::: Data for the task
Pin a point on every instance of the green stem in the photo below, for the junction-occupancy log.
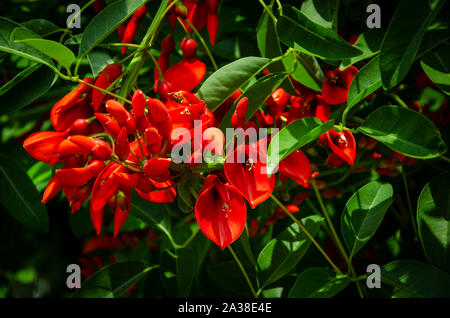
(204, 44)
(189, 240)
(302, 227)
(445, 158)
(335, 236)
(398, 100)
(267, 9)
(242, 270)
(408, 199)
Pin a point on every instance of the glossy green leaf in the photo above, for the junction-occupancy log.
(53, 49)
(437, 66)
(106, 22)
(403, 37)
(363, 214)
(257, 94)
(42, 27)
(369, 43)
(113, 280)
(295, 135)
(283, 253)
(225, 81)
(416, 279)
(365, 82)
(307, 70)
(26, 87)
(8, 45)
(98, 60)
(19, 196)
(405, 131)
(323, 12)
(433, 220)
(317, 282)
(154, 214)
(297, 31)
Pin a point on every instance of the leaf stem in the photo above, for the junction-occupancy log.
(236, 258)
(408, 199)
(204, 45)
(281, 205)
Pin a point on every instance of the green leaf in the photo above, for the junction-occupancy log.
(437, 66)
(267, 37)
(9, 46)
(363, 214)
(225, 81)
(297, 31)
(405, 131)
(433, 220)
(106, 22)
(154, 214)
(317, 282)
(295, 135)
(35, 80)
(365, 82)
(113, 280)
(98, 60)
(403, 38)
(283, 253)
(55, 50)
(257, 94)
(416, 279)
(320, 11)
(228, 275)
(369, 43)
(307, 70)
(42, 27)
(19, 196)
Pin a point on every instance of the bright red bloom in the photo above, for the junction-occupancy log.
(336, 85)
(220, 212)
(250, 177)
(297, 167)
(342, 144)
(189, 72)
(42, 145)
(311, 105)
::::::
■ What you are asked to do
Update the lines above by changing every "Pin a point" to "Mark a point" and keeping everything else the same. Leave the pictures out of your answer.

■ Reply to the task
Mark a point on every instance of the green stem in the photo below, for the junction-occupancy log.
(204, 44)
(189, 240)
(302, 227)
(445, 158)
(335, 236)
(398, 100)
(267, 9)
(242, 270)
(408, 199)
Mark a point on every instance of the glossy green leaf in the photo above, for the junction-occupancy log.
(53, 49)
(437, 66)
(106, 22)
(403, 37)
(363, 214)
(257, 94)
(42, 27)
(369, 43)
(113, 280)
(295, 135)
(283, 253)
(225, 81)
(416, 279)
(365, 82)
(307, 70)
(26, 87)
(8, 45)
(98, 60)
(19, 196)
(405, 131)
(323, 12)
(433, 220)
(317, 282)
(154, 214)
(297, 31)
Mark a point on every instance of the leaf stem in the photo above, for the junction-occupancy log.
(236, 258)
(408, 199)
(204, 45)
(281, 205)
Mark a point on every instance of the green leaf in the photo above, for the junction-occupancy log.
(437, 66)
(267, 37)
(9, 46)
(363, 214)
(225, 81)
(297, 31)
(405, 131)
(433, 220)
(106, 22)
(154, 214)
(317, 282)
(295, 135)
(35, 80)
(365, 82)
(113, 280)
(98, 60)
(403, 38)
(283, 253)
(55, 50)
(257, 94)
(416, 279)
(320, 11)
(228, 275)
(369, 43)
(307, 70)
(42, 27)
(19, 196)
Mark a point on every instance of the bright red bloom in the photo above, for the junction-occupancy log.
(336, 85)
(220, 212)
(250, 177)
(297, 167)
(342, 144)
(189, 72)
(42, 145)
(311, 105)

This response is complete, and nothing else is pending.